EXERCISE:
In the listing below, find every line containing "surface" and copy it out.

DATASET:
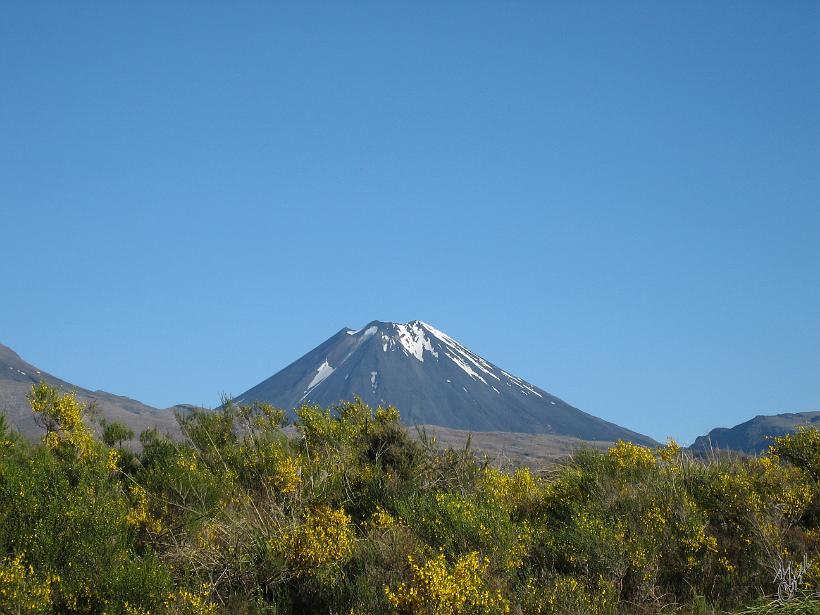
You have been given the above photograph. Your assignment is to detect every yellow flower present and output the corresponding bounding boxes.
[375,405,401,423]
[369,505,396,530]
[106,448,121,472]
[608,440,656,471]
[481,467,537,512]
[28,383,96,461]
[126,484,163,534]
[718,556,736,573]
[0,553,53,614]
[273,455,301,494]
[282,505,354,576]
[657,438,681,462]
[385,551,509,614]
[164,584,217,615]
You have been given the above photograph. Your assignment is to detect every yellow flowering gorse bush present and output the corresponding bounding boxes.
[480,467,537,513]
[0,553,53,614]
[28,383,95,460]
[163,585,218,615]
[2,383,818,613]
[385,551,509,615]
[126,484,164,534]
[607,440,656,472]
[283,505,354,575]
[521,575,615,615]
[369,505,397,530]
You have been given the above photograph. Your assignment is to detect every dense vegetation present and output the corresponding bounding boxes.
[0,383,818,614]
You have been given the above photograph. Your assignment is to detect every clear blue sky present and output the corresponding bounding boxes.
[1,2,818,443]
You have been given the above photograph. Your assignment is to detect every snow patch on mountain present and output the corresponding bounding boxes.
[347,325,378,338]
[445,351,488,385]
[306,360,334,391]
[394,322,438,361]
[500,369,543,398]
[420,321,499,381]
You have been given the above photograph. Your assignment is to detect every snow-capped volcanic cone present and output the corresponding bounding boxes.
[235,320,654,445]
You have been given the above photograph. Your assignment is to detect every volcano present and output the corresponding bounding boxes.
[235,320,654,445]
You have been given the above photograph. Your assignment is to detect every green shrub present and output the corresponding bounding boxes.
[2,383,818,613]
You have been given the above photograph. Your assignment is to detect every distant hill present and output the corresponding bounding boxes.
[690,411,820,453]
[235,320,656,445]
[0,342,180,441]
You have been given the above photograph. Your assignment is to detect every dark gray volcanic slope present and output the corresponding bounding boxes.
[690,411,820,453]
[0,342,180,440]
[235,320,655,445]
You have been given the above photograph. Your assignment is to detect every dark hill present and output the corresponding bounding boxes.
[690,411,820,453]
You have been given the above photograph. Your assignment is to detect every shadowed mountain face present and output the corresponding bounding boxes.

* * *

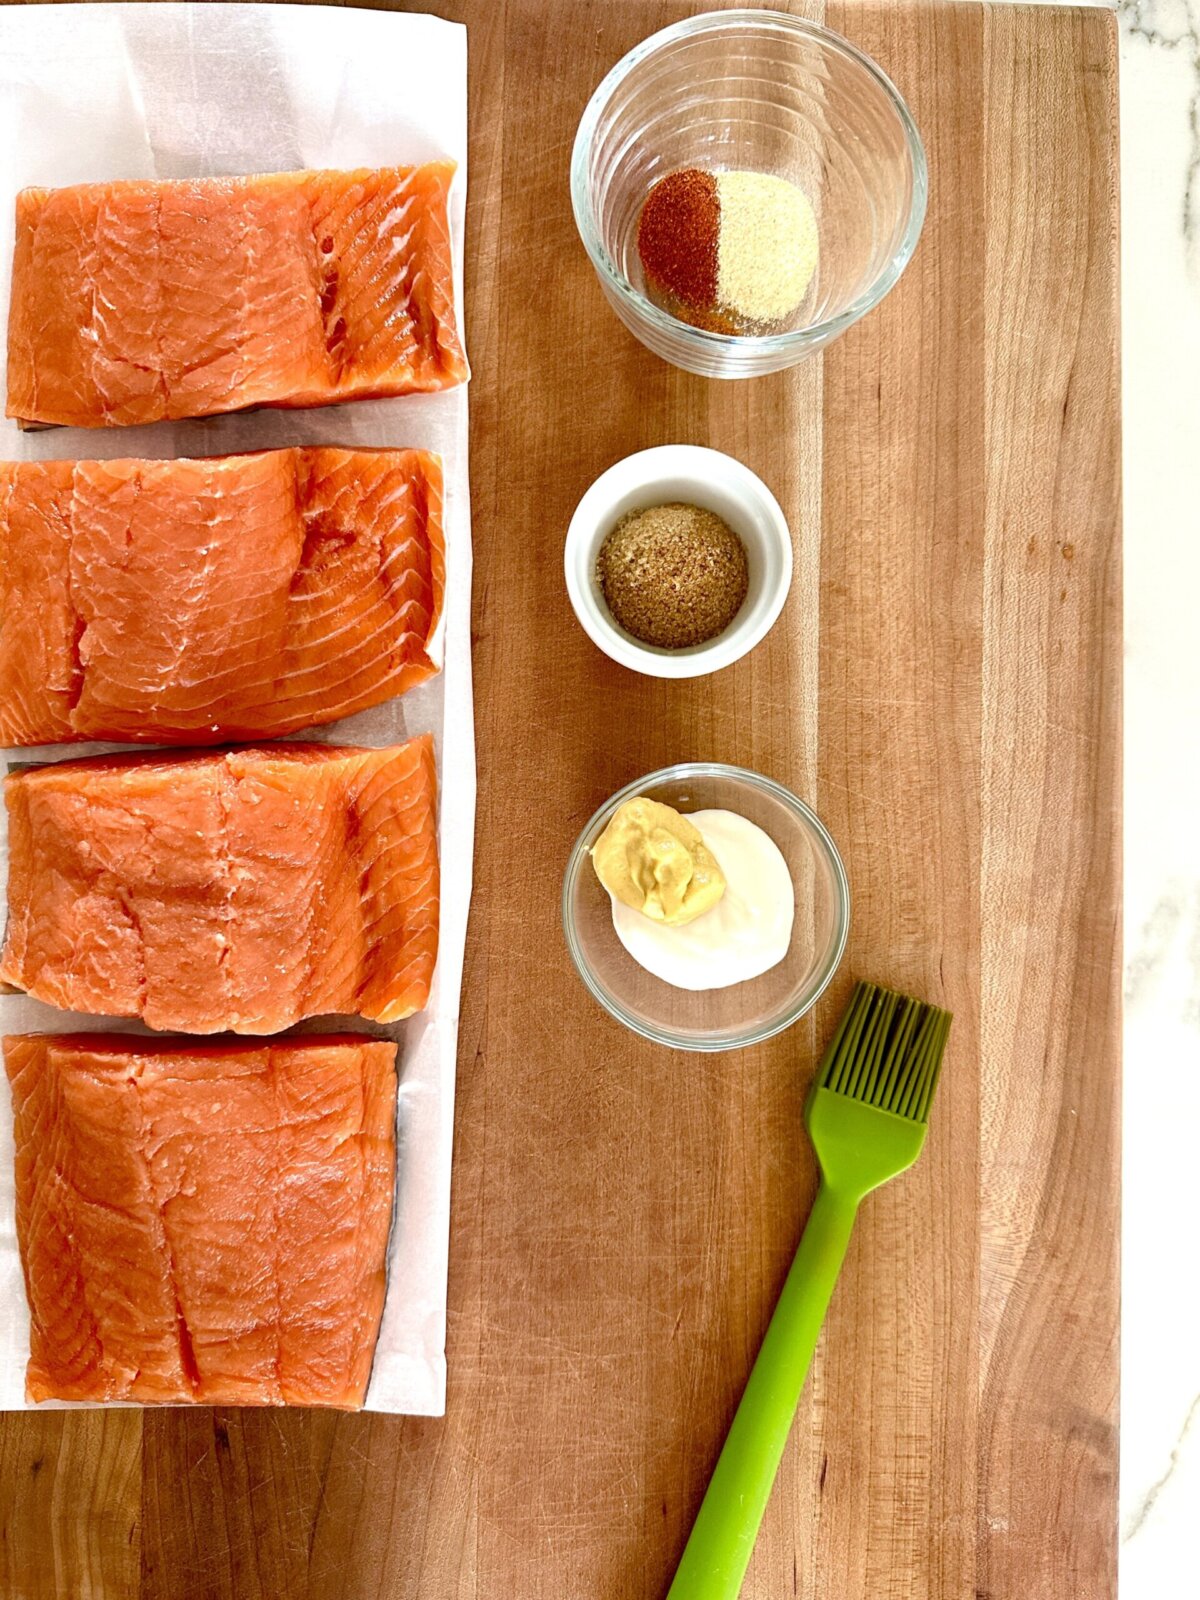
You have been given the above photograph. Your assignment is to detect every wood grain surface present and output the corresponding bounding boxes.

--

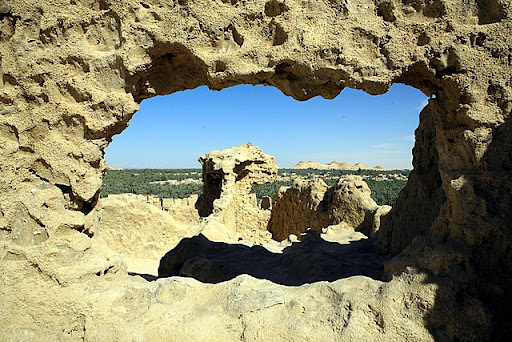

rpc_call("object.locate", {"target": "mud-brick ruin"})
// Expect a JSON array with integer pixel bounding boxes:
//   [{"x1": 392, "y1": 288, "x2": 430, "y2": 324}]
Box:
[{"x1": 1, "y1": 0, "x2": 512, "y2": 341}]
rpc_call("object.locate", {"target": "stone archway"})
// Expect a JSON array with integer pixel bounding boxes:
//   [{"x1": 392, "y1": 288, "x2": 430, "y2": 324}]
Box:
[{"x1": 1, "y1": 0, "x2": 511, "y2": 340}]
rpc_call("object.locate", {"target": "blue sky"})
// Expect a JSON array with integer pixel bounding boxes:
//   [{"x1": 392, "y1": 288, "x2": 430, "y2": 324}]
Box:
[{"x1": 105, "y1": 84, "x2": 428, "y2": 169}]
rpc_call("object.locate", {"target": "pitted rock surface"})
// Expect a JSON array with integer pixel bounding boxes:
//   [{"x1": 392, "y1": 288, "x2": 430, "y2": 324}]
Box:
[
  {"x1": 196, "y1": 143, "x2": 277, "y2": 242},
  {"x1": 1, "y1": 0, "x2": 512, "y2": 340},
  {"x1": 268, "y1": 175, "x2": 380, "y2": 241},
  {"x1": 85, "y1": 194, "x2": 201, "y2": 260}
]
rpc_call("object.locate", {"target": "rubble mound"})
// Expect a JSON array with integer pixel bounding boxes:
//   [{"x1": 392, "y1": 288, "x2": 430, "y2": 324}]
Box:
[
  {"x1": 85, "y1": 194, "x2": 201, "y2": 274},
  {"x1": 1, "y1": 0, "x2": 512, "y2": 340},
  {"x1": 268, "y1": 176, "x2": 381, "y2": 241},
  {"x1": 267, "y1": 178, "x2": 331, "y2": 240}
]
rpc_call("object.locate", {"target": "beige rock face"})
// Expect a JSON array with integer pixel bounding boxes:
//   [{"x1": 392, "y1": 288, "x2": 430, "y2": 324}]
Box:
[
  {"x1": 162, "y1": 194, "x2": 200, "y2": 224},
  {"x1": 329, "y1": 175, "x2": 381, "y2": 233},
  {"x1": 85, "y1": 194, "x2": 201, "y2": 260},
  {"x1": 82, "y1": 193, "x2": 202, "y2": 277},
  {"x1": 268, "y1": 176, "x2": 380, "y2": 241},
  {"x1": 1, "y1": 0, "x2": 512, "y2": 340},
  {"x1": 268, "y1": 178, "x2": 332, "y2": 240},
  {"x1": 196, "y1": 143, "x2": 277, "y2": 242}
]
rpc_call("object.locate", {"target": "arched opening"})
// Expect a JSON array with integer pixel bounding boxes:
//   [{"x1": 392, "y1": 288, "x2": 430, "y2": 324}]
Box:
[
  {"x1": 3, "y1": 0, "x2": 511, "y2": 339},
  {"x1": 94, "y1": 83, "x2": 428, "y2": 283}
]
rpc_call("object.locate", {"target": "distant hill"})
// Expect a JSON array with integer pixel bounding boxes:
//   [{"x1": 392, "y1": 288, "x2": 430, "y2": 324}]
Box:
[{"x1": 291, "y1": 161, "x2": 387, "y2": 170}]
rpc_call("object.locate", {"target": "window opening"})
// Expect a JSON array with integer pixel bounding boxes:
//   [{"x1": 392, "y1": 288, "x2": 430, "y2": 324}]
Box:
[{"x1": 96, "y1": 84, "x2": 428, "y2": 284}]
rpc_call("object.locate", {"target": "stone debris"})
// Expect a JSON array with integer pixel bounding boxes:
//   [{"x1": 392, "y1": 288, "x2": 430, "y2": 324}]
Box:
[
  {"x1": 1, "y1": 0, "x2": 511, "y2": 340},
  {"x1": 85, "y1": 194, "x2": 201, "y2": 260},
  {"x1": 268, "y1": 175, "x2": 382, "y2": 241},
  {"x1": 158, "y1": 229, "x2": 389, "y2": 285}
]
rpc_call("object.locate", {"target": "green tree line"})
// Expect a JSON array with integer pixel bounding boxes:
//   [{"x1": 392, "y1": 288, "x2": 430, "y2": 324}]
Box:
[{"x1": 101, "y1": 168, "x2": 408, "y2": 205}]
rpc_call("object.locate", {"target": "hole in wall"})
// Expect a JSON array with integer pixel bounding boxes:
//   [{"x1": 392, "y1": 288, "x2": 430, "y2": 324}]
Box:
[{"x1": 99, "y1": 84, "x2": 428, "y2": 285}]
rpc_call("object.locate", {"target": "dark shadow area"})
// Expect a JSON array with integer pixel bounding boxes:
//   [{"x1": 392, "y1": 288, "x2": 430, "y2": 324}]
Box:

RESPONSE TO THE TASK:
You have been given the above photograph. Your assignment is to detect every wood grain surface present and output the corresponding bounding boxes.
rpc_call("object.locate", {"target": "pitted rock surface"})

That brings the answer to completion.